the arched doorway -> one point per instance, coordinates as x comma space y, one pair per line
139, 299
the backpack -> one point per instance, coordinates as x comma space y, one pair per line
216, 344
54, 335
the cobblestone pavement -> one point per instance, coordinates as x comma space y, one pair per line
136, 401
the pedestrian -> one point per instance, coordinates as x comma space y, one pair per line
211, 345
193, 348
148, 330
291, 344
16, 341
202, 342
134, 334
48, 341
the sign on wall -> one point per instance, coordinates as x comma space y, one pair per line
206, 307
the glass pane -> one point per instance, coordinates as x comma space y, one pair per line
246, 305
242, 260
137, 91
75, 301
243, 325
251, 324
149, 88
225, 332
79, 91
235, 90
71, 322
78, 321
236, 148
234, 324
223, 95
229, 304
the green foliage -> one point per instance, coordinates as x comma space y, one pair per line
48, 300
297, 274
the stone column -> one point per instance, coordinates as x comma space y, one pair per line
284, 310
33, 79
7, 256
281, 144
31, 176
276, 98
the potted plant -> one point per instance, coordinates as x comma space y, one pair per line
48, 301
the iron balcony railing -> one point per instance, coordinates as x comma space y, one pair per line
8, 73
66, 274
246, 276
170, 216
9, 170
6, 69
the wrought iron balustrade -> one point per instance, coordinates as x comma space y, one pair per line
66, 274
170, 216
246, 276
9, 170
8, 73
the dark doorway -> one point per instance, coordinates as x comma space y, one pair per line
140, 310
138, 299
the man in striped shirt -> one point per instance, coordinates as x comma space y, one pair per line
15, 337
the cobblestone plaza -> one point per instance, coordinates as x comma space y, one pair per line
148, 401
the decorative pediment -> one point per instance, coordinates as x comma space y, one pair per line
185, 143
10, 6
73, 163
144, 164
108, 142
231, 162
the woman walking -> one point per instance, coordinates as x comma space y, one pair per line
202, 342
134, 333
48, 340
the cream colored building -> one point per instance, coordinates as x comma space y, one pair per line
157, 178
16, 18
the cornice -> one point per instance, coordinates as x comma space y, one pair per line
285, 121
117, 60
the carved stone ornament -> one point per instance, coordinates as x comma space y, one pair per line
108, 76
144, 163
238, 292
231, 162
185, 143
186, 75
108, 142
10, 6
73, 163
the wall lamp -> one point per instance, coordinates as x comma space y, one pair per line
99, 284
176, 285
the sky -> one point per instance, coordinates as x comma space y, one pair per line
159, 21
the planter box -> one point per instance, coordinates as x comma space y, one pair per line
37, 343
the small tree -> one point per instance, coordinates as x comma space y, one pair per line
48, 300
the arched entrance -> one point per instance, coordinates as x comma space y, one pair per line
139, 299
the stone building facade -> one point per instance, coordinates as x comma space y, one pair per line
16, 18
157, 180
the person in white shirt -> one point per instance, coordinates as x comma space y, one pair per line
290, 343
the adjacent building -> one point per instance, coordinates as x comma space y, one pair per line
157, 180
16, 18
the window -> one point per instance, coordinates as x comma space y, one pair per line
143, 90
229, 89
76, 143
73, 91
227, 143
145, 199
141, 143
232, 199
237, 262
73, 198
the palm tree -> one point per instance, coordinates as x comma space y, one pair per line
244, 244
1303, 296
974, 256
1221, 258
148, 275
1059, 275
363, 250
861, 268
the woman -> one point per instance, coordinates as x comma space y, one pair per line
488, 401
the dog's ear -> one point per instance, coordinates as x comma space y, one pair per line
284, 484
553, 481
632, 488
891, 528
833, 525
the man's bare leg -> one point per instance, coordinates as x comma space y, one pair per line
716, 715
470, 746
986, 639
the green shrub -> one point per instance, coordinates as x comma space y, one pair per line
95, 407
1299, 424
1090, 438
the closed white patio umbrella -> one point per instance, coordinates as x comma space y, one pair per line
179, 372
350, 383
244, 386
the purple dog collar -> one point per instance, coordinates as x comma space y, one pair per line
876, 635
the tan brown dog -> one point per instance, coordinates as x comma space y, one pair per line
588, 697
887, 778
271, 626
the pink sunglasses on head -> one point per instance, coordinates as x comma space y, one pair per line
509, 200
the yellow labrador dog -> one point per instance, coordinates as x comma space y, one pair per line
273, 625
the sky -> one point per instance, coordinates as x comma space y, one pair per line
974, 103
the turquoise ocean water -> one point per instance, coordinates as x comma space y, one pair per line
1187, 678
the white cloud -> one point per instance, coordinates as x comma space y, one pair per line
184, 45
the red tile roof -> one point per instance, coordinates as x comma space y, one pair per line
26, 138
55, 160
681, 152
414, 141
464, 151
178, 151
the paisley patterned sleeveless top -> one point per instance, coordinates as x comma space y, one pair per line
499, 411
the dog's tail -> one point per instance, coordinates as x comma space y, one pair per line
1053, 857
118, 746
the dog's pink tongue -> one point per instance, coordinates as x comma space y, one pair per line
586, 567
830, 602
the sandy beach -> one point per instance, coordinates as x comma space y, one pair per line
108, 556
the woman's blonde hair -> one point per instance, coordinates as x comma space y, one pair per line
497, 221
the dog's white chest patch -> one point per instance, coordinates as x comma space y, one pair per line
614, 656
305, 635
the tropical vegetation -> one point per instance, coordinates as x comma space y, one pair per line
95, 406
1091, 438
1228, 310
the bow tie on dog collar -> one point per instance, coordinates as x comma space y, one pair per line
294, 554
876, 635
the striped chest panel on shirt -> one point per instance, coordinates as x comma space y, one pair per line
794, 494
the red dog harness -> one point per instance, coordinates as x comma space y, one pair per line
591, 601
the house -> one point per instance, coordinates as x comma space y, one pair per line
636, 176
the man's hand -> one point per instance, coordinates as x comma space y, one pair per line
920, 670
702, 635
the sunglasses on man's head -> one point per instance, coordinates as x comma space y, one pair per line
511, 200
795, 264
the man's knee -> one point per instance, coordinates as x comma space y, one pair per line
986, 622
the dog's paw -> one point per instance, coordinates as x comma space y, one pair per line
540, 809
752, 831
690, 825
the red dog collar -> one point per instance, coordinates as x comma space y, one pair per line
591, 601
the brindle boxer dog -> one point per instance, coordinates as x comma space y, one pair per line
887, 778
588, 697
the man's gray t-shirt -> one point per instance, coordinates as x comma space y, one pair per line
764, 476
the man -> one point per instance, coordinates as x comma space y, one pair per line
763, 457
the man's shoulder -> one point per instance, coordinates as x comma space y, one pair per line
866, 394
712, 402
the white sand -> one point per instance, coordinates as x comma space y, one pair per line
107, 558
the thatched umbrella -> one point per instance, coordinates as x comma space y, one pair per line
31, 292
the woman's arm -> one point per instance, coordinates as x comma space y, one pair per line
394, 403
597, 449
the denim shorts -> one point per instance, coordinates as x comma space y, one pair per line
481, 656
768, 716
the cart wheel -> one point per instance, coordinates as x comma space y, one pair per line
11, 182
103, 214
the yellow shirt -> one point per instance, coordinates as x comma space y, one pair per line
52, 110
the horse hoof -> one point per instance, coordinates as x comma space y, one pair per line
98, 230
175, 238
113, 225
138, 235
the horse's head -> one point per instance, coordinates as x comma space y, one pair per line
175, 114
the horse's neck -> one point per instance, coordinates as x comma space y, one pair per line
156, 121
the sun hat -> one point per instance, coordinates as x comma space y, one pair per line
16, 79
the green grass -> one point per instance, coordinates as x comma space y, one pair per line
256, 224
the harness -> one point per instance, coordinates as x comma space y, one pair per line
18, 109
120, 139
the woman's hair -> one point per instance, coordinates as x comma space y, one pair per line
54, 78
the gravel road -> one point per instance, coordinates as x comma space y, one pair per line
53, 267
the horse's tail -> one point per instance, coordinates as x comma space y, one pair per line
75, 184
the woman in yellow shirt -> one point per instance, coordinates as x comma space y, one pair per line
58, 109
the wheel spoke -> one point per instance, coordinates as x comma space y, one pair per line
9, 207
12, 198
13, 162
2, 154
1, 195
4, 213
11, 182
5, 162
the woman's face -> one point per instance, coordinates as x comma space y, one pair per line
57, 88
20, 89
══════════════════════════════
**STATED PROBLEM**
With the line containing "the white sand" as the first and the last line of the records as the final one, print exactly the lines in that span.

**ANSWER TO THIS TASK**
the white sand -> one point per instance, coordinates as x comma space y, one pair per line
107, 558
the thatched umbrella -> one point per instance, coordinates as x comma space y, one pair per line
31, 292
the woman's arm -> one point per instance, coordinates as x comma space y, one pair per line
394, 403
597, 449
the denim shorts -> one point per instance, coordinates as x comma space y, one pair per line
481, 656
768, 716
the cart wheel -> one point per instance, coordinates as x comma space y, one pair per line
11, 182
103, 214
the yellow shirt -> one point per instance, coordinates as x comma space y, one pair per line
52, 110
the horse hoof -> one point per instance, coordinates as x comma space y, one pair per line
98, 230
175, 238
113, 225
138, 235
the horse's head -> one point per instance, coordinates as x comma space y, one pair per line
175, 114
the horse's neck -> one point per instance, coordinates as x comma space y, one pair per line
156, 121
the sun hat -> one point per instance, coordinates as x comma space y, one pair per line
16, 79
the green grass -> one point per instance, coordinates as x comma space y, one pair per line
256, 224
the harness -> one point per instance, coordinates as x comma space y, one pair per line
18, 109
120, 139
the woman's hair -> one point per instance, coordinates as x comma space y, one pair per line
54, 78
the gravel road -> one point per instance, coordinates as x comma space y, one pair per line
53, 267
the horse's tail -> one point per instance, coordinates as x comma space y, one pair per line
75, 184
the woman in yellow shirt -> one point per instance, coordinates as x comma space y, one pair per line
58, 109
the wheel spoke -> one point per instance, coordinates as x comma space y, one pair per line
9, 207
12, 198
13, 162
2, 154
1, 195
4, 213
11, 182
5, 162
the woman's face -> one point per instance, coordinates as x comma space y, one pair per line
57, 88
20, 89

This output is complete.